**Given request 1**
In the mailing-list post, rewrite the paragraph that begins "Note: There's a tension" more briefly, keeping its main facts.
**Given request 2**
Write out the part of the mailing-list post from "On Thu, Dec" up to and including "can kick in.".
**Given request 3**
According to the mailing-list post, what instruction makes up the "almost optimal" x86 SSE output?

**Passage to read**
[llvm] r256394 - [InstCombine] transform more extract/insert pairs into shuffles (PR2109)

Mon Jan 4 12:25:44 PST 2016

Hi Sanjay,

This commit caused a regression: https://llvm.org/bugs/show_bug.cgi?id=26015

-Tom

On Thu, Dec 24, 2015 at 09:17:56PM -0000, Sanjay Patel via llvm-commits wrote:
> Author: spatel
> Date: Thu Dec 24 15:17:56 2015
> New Revision: 256394
> 
> URL: http://llvm.org/viewvc/llvm-project?rev=256394&view=rev
> Log:
> [InstCombine] transform more extract/insert pairs into shuffles (PR2109)
> 
> This is an extension of the shuffle combining from r203229:
> http://reviews.llvm.org/rL203229
> 
> The idea is to widen a short input vector with undef elements so the
> existing shuffle transform for extract/insert can kick in.
> 
> The motivation is to finally solve PR2109:
> https://llvm.org/bugs/show_bug.cgi?id=2109
> 
> For that example, the IR becomes:
> 
> %1 = bitcast <2 x i32>* %P to <2 x float>*
> %ld1 = load <2 x float>, <2 x float>* %1, align 8
> %2 = shufflevector <2 x float> %ld1, <2 x float> undef, <4 x i32> <i32 0, i32 1, i32 undef, i32 undef>
> %i2 = shufflevector <4 x float> %A, <4 x float> %2, <4 x i32> <i32 0, i32 1, i32 4, i32 5>
> ret <4 x float> %i2
> 
> And x86 SSE output improves from:
> 
> movq	(%rdi), %xmm1           ## xmm1 = mem[0],zero
> movdqa	%xmm1, %xmm2
> shufps	$229, %xmm2, %xmm2      ## xmm2 = xmm2[1,1,2,3]
> shufps	$48, %xmm0, %xmm1       ## xmm1 = xmm1[0,0],xmm0[3,0]
> shufps	$132, %xmm1, %xmm0      ## xmm0 = xmm0[0,1],xmm1[0,2]
> shufps	$32, %xmm0, %xmm2       ## xmm2 = xmm2[0,0],xmm0[2,0]
> shufps	$36, %xmm2, %xmm0       ## xmm0 = xmm0[0,1],xmm2[2,0]
> retq
> 
> To the almost optimal:
> 
> movhpd	(%rdi), %xmm0
> 
> Note: There's a tension in the existing transform related to generating
> arbitrary shufflevector masks. We avoid that in other places in InstCombine
> because we're scared that codegen can't handle strange masks, but it looks
> like we're ok with producing those here. I purposely chose weird insert/extract
> indexes for the regression tests to see the effect in these cases.

**Record list**
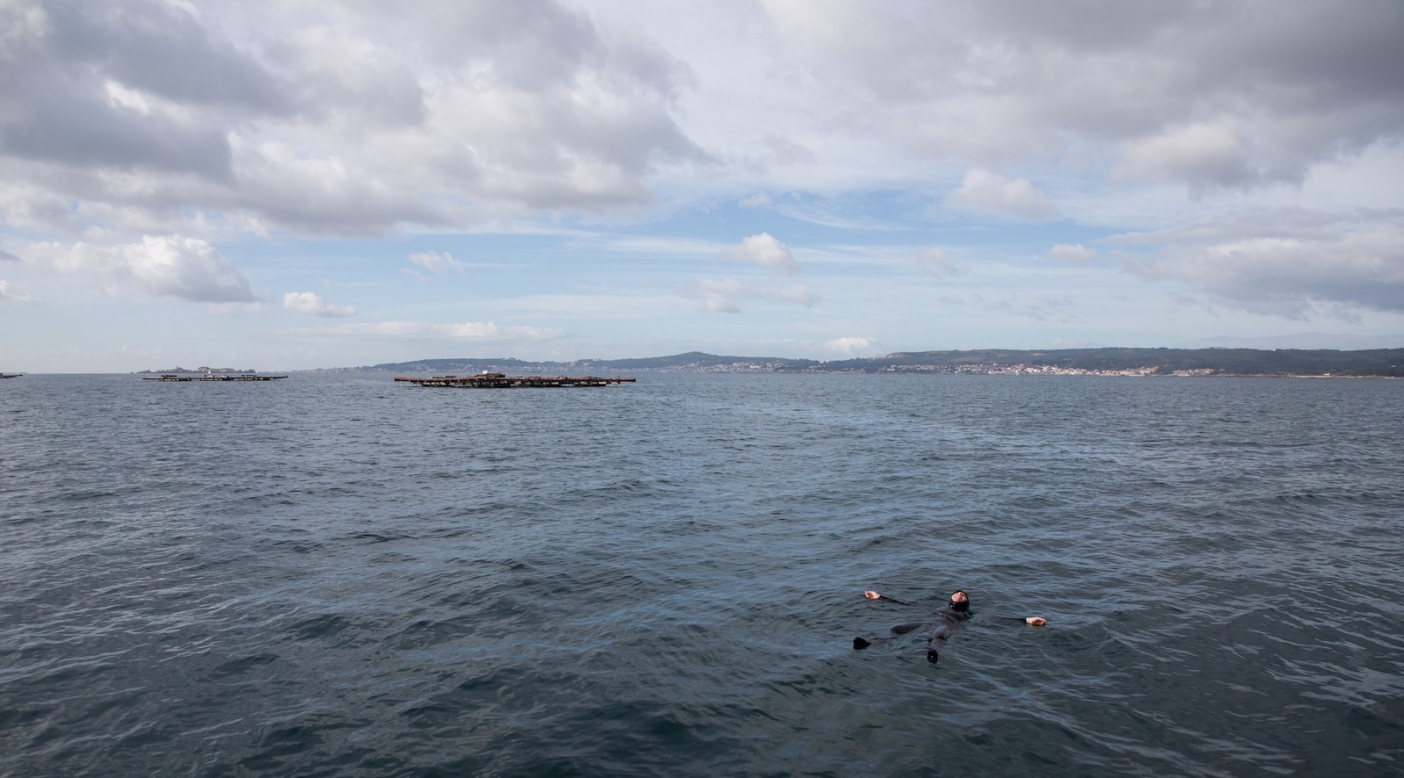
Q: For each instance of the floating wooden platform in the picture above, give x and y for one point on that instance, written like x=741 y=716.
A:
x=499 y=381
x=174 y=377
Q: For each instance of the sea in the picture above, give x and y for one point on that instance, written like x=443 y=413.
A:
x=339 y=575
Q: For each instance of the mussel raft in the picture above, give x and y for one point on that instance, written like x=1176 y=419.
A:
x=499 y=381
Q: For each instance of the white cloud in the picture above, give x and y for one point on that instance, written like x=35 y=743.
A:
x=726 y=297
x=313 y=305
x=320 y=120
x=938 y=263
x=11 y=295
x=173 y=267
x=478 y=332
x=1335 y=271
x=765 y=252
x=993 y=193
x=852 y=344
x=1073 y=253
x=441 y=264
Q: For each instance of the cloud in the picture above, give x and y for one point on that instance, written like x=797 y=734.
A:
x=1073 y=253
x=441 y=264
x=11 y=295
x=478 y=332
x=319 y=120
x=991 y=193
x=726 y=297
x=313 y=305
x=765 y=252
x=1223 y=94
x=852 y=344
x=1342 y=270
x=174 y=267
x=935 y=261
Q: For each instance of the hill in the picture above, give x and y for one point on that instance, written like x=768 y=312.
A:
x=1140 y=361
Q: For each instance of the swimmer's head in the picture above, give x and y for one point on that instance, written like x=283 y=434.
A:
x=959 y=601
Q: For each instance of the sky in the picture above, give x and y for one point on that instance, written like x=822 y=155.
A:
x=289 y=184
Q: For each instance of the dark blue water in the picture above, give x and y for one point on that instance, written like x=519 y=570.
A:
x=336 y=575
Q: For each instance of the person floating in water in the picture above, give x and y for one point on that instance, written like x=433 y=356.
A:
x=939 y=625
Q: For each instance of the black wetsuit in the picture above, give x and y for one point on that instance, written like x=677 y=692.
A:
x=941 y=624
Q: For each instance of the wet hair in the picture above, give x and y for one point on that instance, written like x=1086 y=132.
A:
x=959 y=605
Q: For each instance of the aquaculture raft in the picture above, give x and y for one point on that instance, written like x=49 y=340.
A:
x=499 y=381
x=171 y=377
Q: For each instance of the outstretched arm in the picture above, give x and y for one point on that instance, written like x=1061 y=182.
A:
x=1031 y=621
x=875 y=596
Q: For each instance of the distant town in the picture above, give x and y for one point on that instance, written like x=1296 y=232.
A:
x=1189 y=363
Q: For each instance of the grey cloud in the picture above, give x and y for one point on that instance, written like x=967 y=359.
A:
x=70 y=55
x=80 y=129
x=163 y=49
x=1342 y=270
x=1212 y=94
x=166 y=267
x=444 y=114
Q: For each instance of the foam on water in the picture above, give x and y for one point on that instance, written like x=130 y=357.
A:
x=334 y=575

* * *

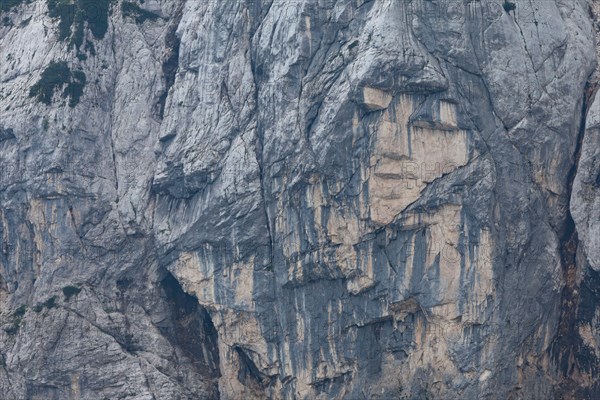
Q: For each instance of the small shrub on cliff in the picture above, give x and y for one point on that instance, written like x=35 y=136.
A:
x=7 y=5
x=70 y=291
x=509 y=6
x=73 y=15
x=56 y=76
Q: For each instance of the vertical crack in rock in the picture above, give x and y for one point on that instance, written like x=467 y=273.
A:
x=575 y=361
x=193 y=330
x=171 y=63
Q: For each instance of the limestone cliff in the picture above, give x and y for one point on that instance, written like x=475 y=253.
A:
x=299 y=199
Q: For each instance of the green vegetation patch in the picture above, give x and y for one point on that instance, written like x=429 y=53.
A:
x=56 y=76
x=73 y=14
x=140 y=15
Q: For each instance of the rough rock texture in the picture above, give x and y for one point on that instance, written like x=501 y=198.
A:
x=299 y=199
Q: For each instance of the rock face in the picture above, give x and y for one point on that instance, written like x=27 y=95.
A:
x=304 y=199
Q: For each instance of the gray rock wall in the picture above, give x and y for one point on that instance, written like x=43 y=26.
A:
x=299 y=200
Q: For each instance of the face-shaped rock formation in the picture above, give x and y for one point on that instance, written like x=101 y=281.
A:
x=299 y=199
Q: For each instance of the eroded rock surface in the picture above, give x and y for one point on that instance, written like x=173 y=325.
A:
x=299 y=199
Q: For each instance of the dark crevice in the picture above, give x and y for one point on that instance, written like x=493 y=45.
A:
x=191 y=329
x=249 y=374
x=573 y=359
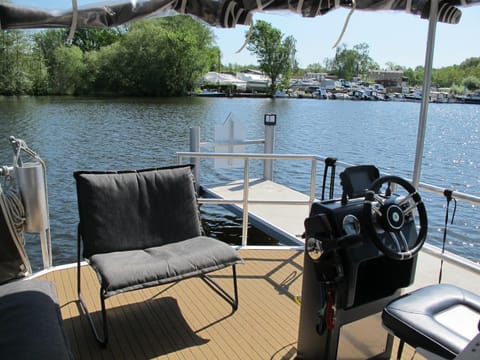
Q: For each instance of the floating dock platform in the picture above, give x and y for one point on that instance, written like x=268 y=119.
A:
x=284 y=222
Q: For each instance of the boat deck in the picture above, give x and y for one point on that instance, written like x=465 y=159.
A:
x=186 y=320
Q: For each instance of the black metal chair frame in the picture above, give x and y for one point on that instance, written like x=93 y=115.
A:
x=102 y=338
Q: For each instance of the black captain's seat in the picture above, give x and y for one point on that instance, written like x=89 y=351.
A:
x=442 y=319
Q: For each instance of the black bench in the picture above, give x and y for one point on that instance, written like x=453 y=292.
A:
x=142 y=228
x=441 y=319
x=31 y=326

---

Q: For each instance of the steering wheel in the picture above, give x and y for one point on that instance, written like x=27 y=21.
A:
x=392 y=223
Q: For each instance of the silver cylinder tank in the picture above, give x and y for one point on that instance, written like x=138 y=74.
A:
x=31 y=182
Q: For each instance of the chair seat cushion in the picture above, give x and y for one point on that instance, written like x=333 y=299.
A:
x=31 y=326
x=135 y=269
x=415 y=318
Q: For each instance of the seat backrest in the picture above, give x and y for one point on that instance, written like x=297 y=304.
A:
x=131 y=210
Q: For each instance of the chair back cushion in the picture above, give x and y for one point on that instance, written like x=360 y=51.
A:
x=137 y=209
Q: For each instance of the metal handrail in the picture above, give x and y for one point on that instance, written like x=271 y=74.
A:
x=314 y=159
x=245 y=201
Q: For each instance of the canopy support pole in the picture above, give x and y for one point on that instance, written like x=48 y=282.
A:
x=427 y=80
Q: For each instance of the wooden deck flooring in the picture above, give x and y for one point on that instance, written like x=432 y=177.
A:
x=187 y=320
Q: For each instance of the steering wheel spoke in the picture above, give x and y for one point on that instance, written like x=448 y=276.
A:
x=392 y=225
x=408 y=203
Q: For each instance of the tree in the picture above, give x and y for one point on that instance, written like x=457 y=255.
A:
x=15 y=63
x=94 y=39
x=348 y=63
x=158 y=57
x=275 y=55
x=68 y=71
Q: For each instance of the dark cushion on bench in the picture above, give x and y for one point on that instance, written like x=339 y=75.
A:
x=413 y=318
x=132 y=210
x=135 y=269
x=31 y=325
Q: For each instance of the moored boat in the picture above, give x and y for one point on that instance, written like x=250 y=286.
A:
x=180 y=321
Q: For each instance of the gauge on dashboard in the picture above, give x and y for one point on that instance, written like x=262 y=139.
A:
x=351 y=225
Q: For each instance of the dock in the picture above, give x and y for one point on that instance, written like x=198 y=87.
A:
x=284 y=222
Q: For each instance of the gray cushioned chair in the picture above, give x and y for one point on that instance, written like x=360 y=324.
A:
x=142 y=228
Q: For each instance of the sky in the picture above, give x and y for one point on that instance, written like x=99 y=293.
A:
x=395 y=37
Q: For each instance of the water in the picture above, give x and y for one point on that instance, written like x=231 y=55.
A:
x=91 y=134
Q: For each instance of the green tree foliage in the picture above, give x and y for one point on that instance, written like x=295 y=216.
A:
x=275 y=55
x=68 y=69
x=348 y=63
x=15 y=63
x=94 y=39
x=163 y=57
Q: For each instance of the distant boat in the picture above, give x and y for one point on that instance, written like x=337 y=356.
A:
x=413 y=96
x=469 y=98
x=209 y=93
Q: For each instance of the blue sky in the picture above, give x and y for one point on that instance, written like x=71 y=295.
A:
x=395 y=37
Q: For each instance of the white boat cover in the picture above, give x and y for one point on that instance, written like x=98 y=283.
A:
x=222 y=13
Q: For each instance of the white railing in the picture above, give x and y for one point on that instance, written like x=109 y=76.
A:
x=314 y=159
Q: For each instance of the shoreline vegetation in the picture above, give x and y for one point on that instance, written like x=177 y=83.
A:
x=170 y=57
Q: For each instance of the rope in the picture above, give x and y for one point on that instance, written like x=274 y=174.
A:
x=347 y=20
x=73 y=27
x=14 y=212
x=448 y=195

**Full answer 1**
The existing transform generates arbitrary shufflevector masks. Other parts of InstCombine avoid this because codegen may not handle strange masks, but producing them seems acceptable here. The regression tests deliberately use unusual insert/extract indexes to show the effect in these cases.

**Full answer 2**
On Thu, Dec 24, 2015 at 09:17:56PM -0000, Sanjay Patel via llvm-commits wrote:
> Author: spatel
> Date: Thu Dec 24 15:17:56 2015
> New Revision: 256394
> 
> URL: http://llvm.org/viewvc/llvm-project?rev=256394&view=rev
> Log:
> [InstCombine] transform more extract/insert pairs into shuffles (PR2109)
> 
> This is an extension of the shuffle combining from r203229:
> http://reviews.llvm.org/rL203229
> 
> The idea is to widen a short input vector with undef elements so the
> existing shuffle transform for extract/insert can kick in.

**Full answer 3**
movhpd (%rdi), %xmm0